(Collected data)
◇ ◇ ◇ ◇

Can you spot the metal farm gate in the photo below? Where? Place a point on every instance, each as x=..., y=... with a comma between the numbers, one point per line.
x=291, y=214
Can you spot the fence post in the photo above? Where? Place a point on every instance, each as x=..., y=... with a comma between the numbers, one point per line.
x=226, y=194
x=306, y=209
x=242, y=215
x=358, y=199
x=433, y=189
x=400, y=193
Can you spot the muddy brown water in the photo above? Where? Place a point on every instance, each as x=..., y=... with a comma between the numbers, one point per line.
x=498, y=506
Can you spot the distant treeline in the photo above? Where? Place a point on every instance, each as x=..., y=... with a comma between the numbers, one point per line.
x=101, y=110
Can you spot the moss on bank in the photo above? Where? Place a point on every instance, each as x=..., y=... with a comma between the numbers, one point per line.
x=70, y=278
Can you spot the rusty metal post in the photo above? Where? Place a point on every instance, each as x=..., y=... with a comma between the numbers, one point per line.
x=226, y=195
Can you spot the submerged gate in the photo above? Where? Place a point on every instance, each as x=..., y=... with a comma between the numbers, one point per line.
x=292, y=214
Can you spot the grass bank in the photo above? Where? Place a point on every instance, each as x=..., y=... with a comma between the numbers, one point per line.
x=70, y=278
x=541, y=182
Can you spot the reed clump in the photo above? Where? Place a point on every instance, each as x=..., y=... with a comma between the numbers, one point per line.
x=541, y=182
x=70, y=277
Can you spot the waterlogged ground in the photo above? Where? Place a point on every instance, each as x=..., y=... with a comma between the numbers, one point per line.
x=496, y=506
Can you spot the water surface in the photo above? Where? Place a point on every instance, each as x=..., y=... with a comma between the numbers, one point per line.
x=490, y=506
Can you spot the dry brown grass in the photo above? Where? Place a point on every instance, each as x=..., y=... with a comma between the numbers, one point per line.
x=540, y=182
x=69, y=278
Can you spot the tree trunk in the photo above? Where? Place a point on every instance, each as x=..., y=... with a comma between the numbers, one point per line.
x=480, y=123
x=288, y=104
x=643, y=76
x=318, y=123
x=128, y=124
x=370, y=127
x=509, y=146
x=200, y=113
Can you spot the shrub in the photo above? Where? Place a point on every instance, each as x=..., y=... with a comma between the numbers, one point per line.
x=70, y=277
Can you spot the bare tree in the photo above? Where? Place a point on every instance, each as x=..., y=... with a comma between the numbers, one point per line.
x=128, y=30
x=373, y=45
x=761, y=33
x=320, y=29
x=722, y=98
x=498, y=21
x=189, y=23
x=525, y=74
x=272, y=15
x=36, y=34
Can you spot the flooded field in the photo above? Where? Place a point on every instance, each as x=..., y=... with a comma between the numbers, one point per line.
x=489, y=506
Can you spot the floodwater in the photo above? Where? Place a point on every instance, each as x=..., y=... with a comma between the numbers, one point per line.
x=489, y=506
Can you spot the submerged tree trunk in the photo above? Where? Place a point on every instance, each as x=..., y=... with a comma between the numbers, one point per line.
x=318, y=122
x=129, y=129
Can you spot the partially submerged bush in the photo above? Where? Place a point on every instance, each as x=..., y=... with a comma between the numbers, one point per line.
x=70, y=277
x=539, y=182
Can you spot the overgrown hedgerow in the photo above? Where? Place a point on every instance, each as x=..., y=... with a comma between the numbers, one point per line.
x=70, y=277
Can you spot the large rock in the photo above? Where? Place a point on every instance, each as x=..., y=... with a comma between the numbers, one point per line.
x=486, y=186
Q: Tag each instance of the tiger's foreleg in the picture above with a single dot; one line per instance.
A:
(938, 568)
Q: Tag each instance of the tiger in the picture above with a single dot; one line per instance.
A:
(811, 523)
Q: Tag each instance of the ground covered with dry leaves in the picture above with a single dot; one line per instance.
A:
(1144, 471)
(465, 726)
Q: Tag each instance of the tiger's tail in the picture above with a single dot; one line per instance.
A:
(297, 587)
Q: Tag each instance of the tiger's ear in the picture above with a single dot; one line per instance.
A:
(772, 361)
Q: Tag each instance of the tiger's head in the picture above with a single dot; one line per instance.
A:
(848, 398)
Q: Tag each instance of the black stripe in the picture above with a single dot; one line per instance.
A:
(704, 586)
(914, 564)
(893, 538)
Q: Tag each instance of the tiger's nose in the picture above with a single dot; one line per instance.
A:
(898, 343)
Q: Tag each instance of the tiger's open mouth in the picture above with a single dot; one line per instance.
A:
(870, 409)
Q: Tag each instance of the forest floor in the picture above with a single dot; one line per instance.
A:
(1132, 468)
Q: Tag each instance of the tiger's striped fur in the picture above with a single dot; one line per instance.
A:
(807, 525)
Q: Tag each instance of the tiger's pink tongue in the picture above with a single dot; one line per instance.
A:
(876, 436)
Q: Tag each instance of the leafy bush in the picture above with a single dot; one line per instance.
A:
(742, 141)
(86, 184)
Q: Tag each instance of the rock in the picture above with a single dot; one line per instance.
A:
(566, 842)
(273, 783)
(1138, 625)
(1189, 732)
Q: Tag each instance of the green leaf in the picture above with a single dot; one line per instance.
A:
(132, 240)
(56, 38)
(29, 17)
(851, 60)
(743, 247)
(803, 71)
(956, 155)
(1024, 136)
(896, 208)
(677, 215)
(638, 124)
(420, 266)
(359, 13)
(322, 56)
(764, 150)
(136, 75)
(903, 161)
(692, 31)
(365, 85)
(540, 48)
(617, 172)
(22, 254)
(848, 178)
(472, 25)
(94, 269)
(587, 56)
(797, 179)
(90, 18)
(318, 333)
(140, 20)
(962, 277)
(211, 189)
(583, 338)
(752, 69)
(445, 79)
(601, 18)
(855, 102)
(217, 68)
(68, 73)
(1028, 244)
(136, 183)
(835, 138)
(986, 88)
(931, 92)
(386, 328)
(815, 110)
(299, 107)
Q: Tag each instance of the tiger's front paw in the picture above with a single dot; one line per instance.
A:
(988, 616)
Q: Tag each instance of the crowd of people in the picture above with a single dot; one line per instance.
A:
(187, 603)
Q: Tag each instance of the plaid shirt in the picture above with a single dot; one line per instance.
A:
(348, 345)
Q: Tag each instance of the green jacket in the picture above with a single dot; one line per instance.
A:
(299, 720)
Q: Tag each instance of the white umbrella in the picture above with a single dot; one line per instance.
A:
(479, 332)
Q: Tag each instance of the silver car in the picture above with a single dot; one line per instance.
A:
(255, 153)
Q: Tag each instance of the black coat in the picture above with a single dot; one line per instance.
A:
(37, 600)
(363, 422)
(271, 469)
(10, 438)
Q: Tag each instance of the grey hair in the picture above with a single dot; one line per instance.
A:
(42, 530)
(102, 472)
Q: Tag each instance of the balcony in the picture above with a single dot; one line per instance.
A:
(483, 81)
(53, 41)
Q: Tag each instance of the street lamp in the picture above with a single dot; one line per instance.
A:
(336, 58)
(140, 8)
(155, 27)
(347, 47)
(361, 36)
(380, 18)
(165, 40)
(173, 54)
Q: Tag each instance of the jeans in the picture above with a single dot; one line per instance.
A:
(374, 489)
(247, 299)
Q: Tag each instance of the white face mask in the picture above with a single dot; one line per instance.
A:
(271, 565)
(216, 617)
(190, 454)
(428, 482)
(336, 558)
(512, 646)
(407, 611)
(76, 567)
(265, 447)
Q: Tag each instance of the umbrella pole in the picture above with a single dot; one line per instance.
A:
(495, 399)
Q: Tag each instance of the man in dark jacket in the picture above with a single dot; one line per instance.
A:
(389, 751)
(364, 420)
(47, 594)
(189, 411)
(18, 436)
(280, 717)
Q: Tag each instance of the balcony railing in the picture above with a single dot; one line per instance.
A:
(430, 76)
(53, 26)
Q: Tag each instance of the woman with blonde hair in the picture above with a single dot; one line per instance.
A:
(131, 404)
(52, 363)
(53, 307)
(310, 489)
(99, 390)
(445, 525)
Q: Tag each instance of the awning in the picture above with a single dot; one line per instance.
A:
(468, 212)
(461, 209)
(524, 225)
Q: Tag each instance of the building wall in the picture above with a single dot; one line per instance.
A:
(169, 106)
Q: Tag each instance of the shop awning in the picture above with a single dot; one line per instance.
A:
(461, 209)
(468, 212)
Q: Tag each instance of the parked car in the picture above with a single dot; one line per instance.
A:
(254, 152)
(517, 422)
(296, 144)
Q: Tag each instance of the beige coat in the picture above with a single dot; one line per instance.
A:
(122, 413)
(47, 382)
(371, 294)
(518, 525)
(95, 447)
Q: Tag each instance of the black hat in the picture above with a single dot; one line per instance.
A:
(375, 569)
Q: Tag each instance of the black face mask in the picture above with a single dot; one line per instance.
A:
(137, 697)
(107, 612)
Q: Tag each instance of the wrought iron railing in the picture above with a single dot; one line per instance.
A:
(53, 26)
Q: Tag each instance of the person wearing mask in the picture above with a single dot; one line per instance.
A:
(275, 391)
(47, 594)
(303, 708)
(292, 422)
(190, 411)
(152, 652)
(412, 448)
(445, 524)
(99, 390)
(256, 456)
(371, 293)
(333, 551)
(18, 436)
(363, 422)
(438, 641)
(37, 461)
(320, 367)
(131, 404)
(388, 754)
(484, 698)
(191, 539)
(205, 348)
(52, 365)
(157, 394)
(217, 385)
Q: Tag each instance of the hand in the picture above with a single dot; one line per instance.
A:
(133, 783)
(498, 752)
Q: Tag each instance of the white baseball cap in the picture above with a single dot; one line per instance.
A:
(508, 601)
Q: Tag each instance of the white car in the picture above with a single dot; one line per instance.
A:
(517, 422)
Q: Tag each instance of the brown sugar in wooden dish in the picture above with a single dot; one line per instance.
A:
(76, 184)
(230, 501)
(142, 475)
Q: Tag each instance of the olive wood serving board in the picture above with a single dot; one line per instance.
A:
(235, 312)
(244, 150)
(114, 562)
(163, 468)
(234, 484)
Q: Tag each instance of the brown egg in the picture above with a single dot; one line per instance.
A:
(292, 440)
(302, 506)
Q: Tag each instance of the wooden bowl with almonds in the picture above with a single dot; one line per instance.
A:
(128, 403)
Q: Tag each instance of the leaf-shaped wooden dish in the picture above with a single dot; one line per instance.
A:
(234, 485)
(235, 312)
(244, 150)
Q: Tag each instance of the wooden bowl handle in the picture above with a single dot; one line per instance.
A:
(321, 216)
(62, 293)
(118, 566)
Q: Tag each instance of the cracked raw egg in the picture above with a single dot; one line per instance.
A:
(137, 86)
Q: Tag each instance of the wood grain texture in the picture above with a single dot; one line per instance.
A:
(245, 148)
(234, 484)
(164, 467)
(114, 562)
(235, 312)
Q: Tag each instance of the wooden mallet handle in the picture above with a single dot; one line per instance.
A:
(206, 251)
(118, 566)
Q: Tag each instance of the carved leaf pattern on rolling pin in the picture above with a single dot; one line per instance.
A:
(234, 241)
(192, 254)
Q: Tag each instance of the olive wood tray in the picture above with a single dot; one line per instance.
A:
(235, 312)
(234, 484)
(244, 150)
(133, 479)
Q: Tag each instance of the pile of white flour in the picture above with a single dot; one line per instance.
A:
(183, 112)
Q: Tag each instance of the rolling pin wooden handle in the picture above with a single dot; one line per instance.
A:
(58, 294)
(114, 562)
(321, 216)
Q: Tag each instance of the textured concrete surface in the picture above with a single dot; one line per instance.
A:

◇ ◇ ◇ ◇

> Requirements: Write out the stretch of lines above from the one containing "Can you spot the waterlogged" through the one containing "x=69, y=278", both included, as a numbered list with any blank lines dropped.

> Solution:
1. Can you spot the waterlogged ground in the photo above? Where? Place a point on every instance, each as x=..., y=... with a comma between the numbers, one point per line.
2. x=496, y=506
3. Can you spot the water surface in the photo above? Where? Place a point on every instance, each as x=..., y=... with a comma between the numbers, one point per line.
4. x=490, y=506
5. Can you spot the dry brown grass in the photo above? Where? Place a point on every instance, each as x=..., y=... with a comma between the numbers, one point per line.
6. x=540, y=182
7. x=69, y=278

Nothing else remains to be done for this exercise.